*Aim of the exercise*
Copy every line of the listing below, requests included, and raise each coordinate in the answers by 76.

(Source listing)

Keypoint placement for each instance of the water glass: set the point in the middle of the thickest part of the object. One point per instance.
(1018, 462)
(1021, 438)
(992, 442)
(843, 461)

*Result of this exercise*
Keypoint placement for each instance of the water glass: set the point in the middle of the thickest part of the object. One point per instance.
(1094, 538)
(1097, 514)
(1068, 518)
(919, 537)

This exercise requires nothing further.